▶ **WORK TO COMPLETE**
Pick out and copy every line in the items below that contains the string "head", matching case exactly.

☆ ☆ ☆

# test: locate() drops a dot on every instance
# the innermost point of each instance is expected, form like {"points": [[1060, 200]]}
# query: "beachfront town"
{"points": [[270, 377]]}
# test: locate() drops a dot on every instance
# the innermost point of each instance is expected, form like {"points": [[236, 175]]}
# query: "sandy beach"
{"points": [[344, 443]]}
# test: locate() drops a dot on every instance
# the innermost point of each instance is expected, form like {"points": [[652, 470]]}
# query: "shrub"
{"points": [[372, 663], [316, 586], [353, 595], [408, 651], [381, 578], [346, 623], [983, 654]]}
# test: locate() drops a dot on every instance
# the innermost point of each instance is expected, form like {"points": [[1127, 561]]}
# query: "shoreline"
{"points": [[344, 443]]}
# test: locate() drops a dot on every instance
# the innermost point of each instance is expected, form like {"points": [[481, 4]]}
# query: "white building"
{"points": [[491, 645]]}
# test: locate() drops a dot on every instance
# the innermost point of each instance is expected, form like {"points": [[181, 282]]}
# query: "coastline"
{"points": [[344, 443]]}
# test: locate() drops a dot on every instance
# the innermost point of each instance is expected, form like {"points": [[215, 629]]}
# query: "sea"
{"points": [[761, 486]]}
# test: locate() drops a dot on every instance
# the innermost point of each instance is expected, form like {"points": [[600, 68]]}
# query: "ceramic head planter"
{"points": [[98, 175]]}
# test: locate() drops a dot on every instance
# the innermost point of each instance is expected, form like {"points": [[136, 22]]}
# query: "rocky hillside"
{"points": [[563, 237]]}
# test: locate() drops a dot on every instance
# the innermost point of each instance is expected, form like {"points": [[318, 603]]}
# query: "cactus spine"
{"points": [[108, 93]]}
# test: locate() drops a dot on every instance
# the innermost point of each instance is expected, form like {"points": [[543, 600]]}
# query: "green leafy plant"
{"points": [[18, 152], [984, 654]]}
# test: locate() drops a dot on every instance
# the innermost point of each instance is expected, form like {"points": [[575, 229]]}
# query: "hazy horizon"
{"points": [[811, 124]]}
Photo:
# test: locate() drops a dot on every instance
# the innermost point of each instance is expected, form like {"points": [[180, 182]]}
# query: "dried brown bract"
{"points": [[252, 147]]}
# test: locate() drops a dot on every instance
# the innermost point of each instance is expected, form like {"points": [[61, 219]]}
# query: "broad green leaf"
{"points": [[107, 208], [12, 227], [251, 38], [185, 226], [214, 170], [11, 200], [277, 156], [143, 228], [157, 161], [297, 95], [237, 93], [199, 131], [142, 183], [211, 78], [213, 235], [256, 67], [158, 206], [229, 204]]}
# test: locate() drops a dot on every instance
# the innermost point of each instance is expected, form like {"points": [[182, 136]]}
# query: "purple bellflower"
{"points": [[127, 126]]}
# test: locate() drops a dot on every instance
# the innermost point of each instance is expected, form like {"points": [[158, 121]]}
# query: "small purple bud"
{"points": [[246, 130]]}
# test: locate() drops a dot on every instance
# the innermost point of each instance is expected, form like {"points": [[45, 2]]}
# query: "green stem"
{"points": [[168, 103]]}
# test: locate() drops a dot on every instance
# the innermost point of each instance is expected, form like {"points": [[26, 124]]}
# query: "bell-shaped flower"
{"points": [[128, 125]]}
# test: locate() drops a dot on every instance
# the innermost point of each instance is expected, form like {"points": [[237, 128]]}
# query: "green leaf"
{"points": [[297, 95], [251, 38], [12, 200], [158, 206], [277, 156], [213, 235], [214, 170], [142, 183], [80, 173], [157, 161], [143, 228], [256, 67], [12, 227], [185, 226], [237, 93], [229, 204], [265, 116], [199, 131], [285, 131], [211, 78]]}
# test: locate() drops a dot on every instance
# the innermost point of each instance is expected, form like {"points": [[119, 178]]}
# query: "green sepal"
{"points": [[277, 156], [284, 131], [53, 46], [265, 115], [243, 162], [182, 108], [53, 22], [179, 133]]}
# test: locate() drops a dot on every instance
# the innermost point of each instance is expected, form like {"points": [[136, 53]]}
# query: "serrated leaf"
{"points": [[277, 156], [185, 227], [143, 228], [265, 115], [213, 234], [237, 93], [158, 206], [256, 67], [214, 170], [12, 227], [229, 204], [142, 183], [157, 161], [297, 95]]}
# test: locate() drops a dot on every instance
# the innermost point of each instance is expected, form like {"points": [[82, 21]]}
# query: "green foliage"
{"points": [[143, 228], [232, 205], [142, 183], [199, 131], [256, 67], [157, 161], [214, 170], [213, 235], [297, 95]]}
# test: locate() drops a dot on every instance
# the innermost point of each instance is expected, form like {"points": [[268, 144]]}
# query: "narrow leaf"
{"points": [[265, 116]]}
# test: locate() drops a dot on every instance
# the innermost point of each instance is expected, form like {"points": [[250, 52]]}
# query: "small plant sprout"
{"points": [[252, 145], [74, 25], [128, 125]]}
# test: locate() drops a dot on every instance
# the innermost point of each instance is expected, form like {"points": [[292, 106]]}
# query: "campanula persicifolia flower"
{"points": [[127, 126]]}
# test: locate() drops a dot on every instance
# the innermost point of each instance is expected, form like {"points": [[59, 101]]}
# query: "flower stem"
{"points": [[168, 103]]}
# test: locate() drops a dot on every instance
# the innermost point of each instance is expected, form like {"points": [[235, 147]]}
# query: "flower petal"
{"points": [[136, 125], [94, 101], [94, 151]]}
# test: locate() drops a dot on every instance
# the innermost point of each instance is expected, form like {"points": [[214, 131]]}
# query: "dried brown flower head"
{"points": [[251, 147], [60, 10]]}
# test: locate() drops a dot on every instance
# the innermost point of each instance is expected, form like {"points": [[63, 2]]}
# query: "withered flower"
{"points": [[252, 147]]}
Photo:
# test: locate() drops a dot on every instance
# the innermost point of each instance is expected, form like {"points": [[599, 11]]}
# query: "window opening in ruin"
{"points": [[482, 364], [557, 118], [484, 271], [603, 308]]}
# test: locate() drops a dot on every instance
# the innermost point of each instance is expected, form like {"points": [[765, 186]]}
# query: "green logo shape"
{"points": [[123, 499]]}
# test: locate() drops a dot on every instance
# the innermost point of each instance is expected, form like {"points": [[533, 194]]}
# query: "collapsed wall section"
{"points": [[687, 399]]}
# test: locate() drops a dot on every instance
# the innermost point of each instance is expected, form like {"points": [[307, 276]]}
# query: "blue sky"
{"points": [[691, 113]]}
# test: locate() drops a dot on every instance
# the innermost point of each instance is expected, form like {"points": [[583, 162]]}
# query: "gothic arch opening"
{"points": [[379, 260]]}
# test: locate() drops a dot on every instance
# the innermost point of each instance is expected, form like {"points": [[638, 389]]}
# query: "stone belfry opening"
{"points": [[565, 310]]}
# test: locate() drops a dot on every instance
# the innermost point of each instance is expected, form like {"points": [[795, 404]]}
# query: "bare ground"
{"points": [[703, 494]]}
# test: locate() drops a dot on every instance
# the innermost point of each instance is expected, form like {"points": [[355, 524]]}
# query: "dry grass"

☆ ☆ ☆

▶ **RESULT**
# query: "ceramic head planter"
# query: "dried brown flower head"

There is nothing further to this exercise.